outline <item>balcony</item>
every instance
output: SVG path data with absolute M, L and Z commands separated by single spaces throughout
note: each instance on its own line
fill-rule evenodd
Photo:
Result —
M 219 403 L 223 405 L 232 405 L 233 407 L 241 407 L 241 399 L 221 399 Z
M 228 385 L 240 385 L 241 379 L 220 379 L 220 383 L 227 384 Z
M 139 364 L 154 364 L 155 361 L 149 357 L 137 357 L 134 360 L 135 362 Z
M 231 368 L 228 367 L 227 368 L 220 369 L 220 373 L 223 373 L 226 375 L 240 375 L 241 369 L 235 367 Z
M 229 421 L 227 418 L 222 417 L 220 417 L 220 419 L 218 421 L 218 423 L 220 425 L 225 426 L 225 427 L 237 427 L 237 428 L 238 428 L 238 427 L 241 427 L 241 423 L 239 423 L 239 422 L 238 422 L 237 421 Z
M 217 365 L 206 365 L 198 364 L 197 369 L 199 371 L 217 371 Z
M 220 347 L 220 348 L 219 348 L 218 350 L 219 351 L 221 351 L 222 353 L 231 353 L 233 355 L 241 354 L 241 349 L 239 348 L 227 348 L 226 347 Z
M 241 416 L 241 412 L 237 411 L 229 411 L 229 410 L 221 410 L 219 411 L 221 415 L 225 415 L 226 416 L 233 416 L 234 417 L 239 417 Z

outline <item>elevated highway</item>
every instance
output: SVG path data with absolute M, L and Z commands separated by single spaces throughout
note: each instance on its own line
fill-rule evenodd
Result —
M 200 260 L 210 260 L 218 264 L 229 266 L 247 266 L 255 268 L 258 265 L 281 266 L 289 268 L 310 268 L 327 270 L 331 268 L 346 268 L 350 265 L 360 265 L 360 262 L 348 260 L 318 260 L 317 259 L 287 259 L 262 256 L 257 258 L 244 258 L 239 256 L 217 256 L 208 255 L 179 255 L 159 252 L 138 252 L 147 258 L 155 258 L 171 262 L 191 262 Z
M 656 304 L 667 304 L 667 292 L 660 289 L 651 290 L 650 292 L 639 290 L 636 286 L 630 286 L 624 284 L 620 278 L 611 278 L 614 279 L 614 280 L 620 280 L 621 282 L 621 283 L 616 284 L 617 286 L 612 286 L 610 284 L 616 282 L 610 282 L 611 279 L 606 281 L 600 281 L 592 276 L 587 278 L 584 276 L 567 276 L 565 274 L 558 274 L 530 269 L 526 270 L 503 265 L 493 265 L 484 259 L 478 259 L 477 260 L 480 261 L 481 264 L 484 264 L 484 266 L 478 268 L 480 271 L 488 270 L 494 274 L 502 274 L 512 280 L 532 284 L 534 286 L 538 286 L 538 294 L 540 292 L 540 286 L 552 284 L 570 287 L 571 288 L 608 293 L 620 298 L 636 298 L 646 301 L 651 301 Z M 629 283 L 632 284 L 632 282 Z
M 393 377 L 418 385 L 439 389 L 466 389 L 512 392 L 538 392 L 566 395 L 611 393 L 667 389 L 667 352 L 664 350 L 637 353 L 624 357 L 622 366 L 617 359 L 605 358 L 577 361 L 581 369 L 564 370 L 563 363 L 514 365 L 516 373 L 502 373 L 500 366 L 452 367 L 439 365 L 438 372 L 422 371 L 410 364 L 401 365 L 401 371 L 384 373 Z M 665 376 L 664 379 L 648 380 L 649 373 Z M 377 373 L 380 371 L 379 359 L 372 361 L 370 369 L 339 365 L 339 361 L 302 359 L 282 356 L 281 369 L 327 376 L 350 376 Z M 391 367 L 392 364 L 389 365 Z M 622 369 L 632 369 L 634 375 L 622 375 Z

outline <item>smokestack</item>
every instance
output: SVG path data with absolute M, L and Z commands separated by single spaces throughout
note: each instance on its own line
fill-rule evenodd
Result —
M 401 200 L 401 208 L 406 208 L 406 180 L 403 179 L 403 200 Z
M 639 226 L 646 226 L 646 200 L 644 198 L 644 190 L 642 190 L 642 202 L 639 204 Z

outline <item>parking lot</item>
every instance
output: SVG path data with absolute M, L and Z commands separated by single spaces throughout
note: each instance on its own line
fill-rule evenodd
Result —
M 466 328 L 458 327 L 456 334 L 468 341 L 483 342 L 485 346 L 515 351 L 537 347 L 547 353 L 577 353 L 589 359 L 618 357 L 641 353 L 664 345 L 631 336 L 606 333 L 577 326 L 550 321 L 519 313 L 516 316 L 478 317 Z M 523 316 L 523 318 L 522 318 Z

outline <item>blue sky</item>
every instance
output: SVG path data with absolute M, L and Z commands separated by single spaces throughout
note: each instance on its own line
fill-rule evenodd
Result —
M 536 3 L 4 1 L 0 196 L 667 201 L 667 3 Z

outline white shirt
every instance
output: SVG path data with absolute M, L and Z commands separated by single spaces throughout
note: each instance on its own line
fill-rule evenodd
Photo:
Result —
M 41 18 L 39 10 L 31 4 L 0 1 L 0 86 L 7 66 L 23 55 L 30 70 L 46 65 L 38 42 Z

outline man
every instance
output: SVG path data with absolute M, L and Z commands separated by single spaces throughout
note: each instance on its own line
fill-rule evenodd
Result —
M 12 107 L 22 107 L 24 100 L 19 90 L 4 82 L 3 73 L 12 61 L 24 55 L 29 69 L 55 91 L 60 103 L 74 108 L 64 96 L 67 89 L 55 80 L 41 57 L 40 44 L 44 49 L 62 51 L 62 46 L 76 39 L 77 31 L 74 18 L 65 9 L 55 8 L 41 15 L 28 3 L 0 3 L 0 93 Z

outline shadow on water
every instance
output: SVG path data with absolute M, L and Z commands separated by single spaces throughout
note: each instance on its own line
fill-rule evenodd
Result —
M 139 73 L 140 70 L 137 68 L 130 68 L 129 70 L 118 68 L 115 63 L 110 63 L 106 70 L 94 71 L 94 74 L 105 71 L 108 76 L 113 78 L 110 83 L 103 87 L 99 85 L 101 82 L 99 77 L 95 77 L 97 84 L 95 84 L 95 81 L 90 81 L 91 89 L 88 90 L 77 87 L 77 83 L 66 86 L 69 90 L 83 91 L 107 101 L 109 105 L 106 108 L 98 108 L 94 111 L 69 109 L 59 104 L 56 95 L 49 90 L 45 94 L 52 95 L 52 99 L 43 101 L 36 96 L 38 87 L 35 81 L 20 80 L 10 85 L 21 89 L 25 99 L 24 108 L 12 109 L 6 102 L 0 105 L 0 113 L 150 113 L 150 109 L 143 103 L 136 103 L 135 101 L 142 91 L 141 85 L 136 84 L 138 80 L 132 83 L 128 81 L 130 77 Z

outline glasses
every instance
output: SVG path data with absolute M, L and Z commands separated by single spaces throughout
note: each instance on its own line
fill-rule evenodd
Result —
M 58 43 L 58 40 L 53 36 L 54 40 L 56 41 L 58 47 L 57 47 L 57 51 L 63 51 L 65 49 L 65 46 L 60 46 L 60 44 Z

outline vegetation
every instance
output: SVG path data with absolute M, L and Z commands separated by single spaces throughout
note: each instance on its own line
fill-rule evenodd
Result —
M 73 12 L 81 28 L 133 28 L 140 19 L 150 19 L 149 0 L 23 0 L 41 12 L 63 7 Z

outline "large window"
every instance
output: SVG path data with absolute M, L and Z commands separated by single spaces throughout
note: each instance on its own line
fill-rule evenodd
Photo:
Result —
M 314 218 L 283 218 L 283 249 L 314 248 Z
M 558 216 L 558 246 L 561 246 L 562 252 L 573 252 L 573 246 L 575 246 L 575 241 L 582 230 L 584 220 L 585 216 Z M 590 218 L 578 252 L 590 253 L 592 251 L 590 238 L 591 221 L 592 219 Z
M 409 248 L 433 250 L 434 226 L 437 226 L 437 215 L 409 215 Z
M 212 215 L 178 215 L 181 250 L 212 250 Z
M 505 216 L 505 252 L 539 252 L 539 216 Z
---
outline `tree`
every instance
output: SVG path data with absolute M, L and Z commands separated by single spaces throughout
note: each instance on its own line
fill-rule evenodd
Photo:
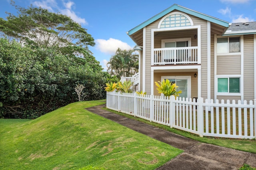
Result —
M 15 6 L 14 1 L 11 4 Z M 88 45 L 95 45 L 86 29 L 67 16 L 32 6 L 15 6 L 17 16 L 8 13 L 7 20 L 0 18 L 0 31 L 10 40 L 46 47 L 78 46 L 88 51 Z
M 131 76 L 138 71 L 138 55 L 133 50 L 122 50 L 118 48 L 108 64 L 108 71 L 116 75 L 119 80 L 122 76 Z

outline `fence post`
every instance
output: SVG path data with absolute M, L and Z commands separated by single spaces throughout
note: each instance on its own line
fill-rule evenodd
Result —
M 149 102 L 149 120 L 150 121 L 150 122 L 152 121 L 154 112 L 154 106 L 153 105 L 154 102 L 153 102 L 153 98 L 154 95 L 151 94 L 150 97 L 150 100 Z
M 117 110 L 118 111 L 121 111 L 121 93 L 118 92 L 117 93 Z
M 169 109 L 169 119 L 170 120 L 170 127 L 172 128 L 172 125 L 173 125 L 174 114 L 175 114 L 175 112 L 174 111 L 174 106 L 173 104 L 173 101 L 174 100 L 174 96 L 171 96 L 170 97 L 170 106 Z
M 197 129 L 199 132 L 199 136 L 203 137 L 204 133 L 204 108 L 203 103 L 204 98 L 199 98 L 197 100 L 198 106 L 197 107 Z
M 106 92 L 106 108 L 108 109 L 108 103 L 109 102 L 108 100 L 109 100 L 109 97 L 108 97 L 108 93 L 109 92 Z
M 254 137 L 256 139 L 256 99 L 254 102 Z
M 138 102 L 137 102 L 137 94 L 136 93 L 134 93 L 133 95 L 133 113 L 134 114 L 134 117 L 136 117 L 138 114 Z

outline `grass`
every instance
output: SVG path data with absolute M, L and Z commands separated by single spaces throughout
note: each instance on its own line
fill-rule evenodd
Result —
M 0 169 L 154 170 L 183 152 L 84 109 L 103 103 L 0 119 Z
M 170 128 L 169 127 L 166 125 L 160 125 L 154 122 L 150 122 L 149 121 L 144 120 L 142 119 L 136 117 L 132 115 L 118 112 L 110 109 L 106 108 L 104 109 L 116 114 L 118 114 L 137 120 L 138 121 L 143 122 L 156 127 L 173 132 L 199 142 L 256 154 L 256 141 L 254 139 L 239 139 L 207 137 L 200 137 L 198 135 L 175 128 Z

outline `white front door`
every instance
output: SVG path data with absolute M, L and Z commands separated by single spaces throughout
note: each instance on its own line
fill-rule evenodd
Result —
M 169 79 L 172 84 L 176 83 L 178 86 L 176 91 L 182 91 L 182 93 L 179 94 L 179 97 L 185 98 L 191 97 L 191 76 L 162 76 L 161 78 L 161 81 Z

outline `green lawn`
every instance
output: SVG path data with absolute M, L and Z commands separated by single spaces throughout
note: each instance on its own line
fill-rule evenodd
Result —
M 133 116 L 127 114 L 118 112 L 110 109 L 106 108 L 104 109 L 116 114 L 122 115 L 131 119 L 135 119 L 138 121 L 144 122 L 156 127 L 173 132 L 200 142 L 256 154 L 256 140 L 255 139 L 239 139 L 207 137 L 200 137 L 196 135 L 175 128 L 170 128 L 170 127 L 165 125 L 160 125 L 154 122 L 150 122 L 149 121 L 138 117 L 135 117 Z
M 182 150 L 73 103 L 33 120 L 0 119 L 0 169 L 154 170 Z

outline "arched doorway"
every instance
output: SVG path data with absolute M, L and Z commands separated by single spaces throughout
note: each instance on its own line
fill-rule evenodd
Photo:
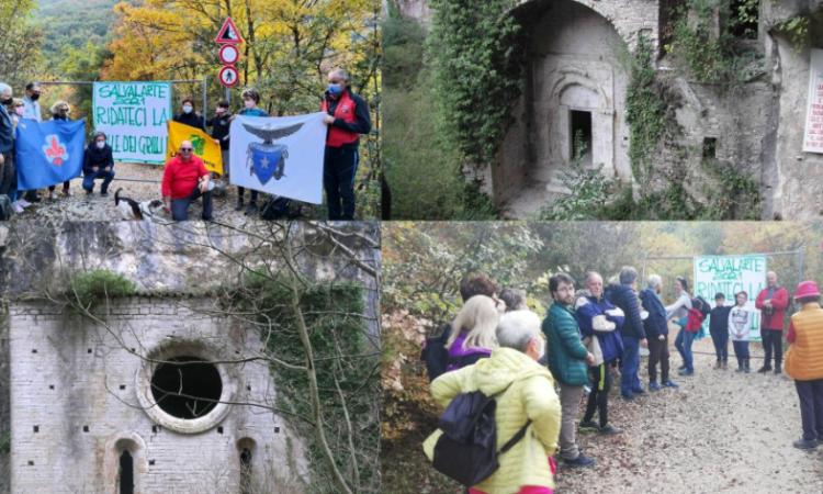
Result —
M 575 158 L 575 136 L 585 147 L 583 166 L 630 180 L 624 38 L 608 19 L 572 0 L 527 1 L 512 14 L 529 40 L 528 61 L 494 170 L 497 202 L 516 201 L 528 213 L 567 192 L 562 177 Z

WORK TO COMPLETE:
Rescale the entries from the line with "outline <item>balcony</item>" up to and including the line with "M 241 416 L". Write every line in that span out again, multiplying each coordinate in the path data by 0.65 and rounding to whole numbers (halves round up), leaving all other lines and numbers unchanged, and give only those lines.

EXERCISE RESPONSE:
outline <item>balcony</item>
every instance
output: SVG path data with absolute M, L and Z commands separated by single spaces throughout
note: each instance on its own line
fill-rule evenodd
Photo:
Result —
M 142 262 L 145 263 L 151 263 L 151 265 L 157 265 L 157 259 L 144 259 Z
M 148 250 L 156 250 L 157 246 L 143 246 L 143 249 L 148 250 Z
M 90 237 L 100 237 L 101 235 L 97 232 L 89 232 L 87 234 L 88 235 Z
M 150 239 L 148 239 L 148 239 L 143 240 L 143 242 L 145 242 L 147 244 L 156 244 L 157 240 L 153 239 Z
M 149 274 L 148 272 L 144 271 L 143 271 L 143 272 L 142 274 L 142 275 L 143 276 L 146 277 L 146 278 L 154 278 L 154 278 L 155 278 L 155 278 L 157 278 L 157 275 L 155 275 L 155 274 L 155 274 L 154 274 Z
M 141 237 L 134 237 L 129 237 L 128 240 L 129 241 L 141 241 Z
M 143 226 L 143 226 L 142 226 L 142 228 L 142 228 L 144 228 L 144 229 L 150 229 L 151 231 L 157 230 L 157 227 L 155 226 L 148 226 L 147 226 Z
M 157 270 L 157 268 L 154 267 L 149 267 L 149 267 L 144 267 L 142 267 L 144 270 L 146 270 L 147 270 L 151 270 L 152 271 L 155 271 Z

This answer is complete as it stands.